▸ WHAT THIS TASK INVOLVES: Render every item below as a numbered list, omitting any blank lines and excluding the pictures.
--*--
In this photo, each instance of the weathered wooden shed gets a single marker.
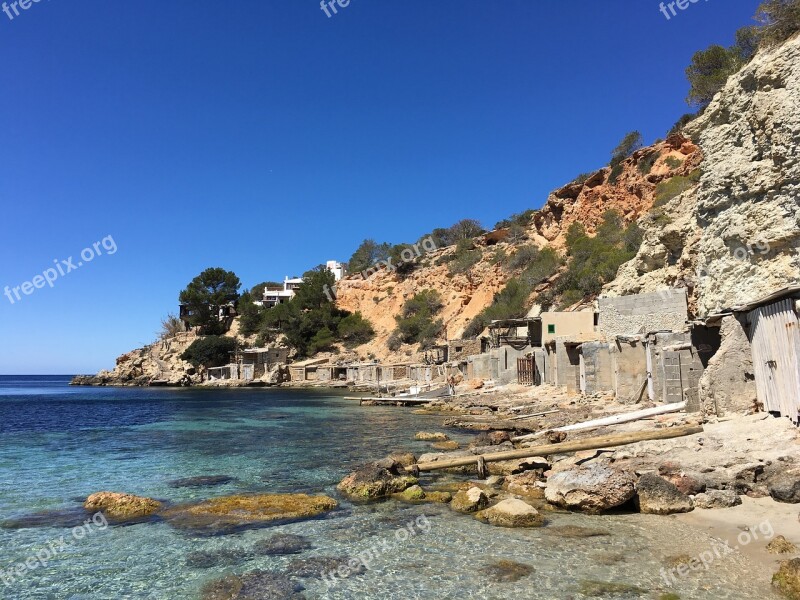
(774, 333)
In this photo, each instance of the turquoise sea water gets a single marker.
(59, 444)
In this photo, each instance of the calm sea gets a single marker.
(59, 444)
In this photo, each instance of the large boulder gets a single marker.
(717, 499)
(787, 579)
(232, 513)
(658, 496)
(470, 500)
(511, 513)
(375, 481)
(591, 488)
(121, 507)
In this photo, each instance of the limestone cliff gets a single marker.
(735, 237)
(380, 298)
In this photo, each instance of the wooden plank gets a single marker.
(596, 443)
(612, 420)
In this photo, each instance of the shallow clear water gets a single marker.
(59, 444)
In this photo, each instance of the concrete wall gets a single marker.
(596, 369)
(642, 313)
(458, 350)
(629, 364)
(566, 324)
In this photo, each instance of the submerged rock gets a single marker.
(230, 513)
(281, 544)
(427, 436)
(717, 499)
(121, 507)
(596, 589)
(525, 484)
(506, 571)
(202, 481)
(207, 559)
(785, 487)
(72, 517)
(787, 579)
(256, 585)
(321, 566)
(511, 513)
(375, 481)
(470, 500)
(576, 531)
(657, 496)
(449, 445)
(591, 488)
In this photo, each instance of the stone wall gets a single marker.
(643, 313)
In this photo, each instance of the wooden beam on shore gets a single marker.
(541, 414)
(612, 420)
(595, 443)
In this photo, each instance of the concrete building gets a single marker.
(665, 310)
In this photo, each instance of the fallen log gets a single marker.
(596, 443)
(613, 420)
(541, 414)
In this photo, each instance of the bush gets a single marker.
(682, 122)
(395, 341)
(709, 71)
(594, 261)
(675, 186)
(355, 330)
(646, 164)
(210, 351)
(322, 341)
(779, 20)
(417, 323)
(523, 257)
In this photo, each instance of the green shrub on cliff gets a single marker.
(675, 186)
(417, 323)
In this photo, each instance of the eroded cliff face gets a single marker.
(735, 236)
(380, 298)
(748, 202)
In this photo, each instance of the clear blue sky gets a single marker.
(264, 137)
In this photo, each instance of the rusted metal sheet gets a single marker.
(775, 341)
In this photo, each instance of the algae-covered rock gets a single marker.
(254, 585)
(511, 513)
(427, 436)
(281, 544)
(230, 513)
(780, 545)
(717, 499)
(121, 507)
(506, 571)
(598, 589)
(592, 488)
(657, 496)
(373, 481)
(787, 579)
(470, 500)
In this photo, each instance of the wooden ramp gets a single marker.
(390, 401)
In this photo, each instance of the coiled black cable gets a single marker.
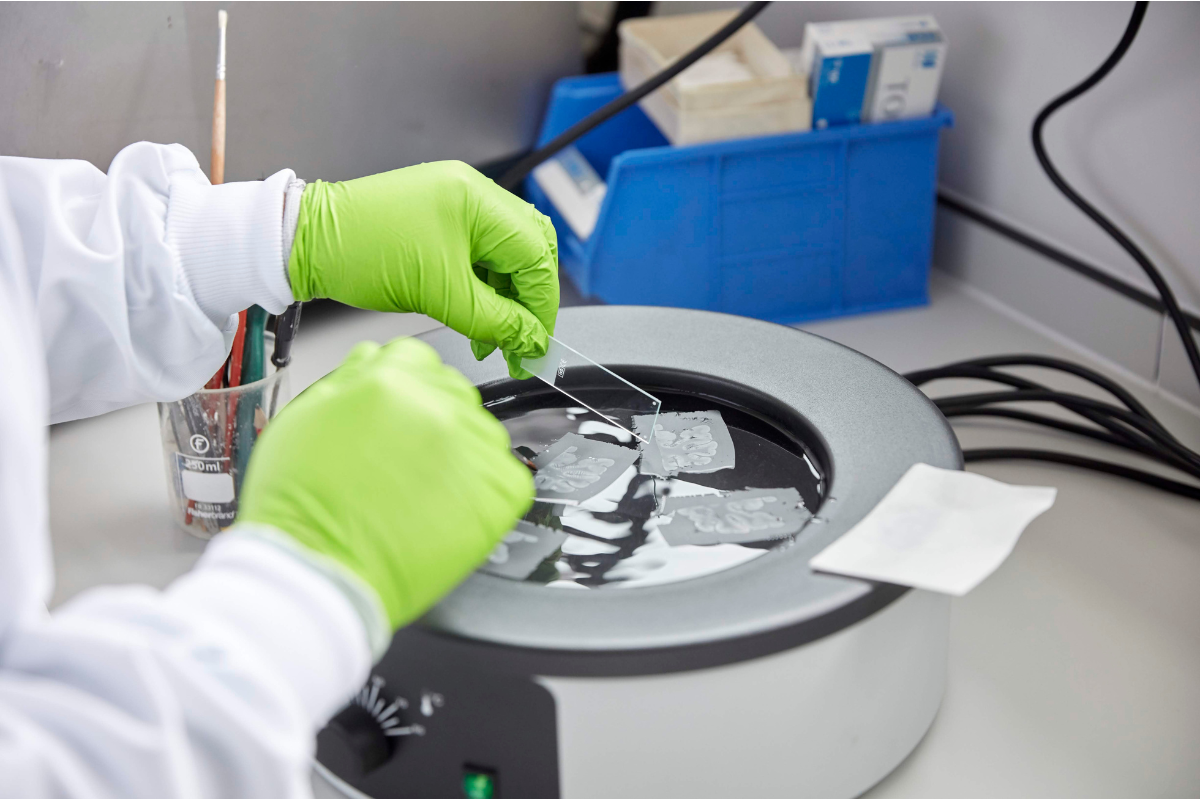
--*--
▸ RESULT FOR THIS TASK:
1. In this photo, each instance of the weathered wooden shed gets a single marker.
2. (774, 333)
3. In this photo, each instance of the turquoise sea water gets a single marker.
4. (59, 444)
5. In this photo, each instance of the calm sea gets a single marker.
6. (59, 444)
7. In this photo, each instance of the large boulder gets a single marker.
8. (717, 499)
9. (787, 579)
10. (232, 513)
11. (658, 496)
12. (470, 500)
13. (511, 513)
14. (375, 481)
15. (591, 488)
16. (121, 507)
17. In this photo, each instance of the limestone cliff gets a single marker.
18. (735, 237)
19. (380, 298)
20. In this photo, each instance of the wooden plank gets a single marker.
21. (596, 443)
22. (612, 420)
23. In this photo, each instance of the shallow clear water gets a single marker.
24. (59, 444)
25. In this photo, each instance of the concrete wall gets a single marker.
26. (596, 369)
27. (642, 313)
28. (458, 350)
29. (629, 364)
30. (566, 324)
31. In this photo, each instance of the submerged rock gets a single marker.
32. (230, 513)
33. (281, 544)
34. (427, 436)
35. (717, 499)
36. (121, 507)
37. (596, 589)
38. (525, 484)
39. (506, 571)
40. (202, 481)
41. (207, 559)
42. (785, 487)
43. (72, 517)
44. (787, 579)
45. (256, 585)
46. (321, 566)
47. (511, 513)
48. (375, 481)
49. (470, 500)
50. (576, 531)
51. (657, 496)
52. (449, 445)
53. (591, 488)
54. In this photo, each instance of the stone wall gets a single marker.
55. (643, 313)
56. In this photo, each instance of the wooden beam on shore gets a single marker.
57. (541, 414)
58. (612, 420)
59. (595, 443)
60. In this photo, each instance of the concrete building gets a single marker.
61. (665, 310)
62. In this photo, each instance of the fallen log gets a single marker.
63. (596, 443)
64. (613, 420)
65. (541, 414)
66. In this photo, each instance of the bush gets a single marker.
67. (682, 122)
68. (395, 341)
69. (709, 71)
70. (594, 261)
71. (675, 186)
72. (355, 330)
73. (646, 164)
74. (210, 351)
75. (322, 341)
76. (779, 20)
77. (417, 323)
78. (523, 257)
79. In this photo, each instance of the green shrub on cliff gets a single marker.
80. (675, 186)
81. (417, 323)
82. In this photo, each instance of the eroded cliff face gets a single marker.
83. (735, 236)
84. (380, 298)
85. (748, 202)
86. In this photo, each instance of the clear blue sky gets a single marker.
87. (264, 137)
88. In this photo, each instance of the rusted metal sheet gets a single marker.
89. (775, 341)
90. In this photo, each instance of the algae-covered rock gets a single marker.
91. (254, 585)
92. (511, 513)
93. (427, 436)
94. (281, 544)
95. (230, 513)
96. (780, 545)
97. (717, 499)
98. (121, 507)
99. (506, 571)
100. (598, 589)
101. (592, 488)
102. (657, 496)
103. (373, 481)
104. (787, 579)
105. (470, 500)
106. In this photo, each instance of the wooden ramp gets a single marker.
107. (390, 401)
108. In this photo, each instance of the coiled black cable gets a single marker.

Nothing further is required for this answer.